* SHORT TASK
Copy out every one of the entries below word for word.

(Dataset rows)
----

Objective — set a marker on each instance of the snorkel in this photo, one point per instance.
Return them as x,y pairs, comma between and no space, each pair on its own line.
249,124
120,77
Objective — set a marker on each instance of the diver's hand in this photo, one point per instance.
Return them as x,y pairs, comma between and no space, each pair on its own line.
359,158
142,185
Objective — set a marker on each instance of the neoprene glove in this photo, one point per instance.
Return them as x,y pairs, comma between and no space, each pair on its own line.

----

* TASK ANSWER
Objective — set a marker on each instance of the snorkel in this photo, one point per instance.
Return them as x,y pairs, comma between and no space, each pair on its own line.
249,124
120,77
Objective — set a marker on each instance of the diver's hand in this photo, one point per instance.
Return them as x,y pairs, comma between and no space, each pair on its own line.
359,158
142,185
Objective — set a marker on each instance of the neoprene glove in this photo, one point per instance.
Return them as x,y pairs, comma between and no space, each pair on its own line.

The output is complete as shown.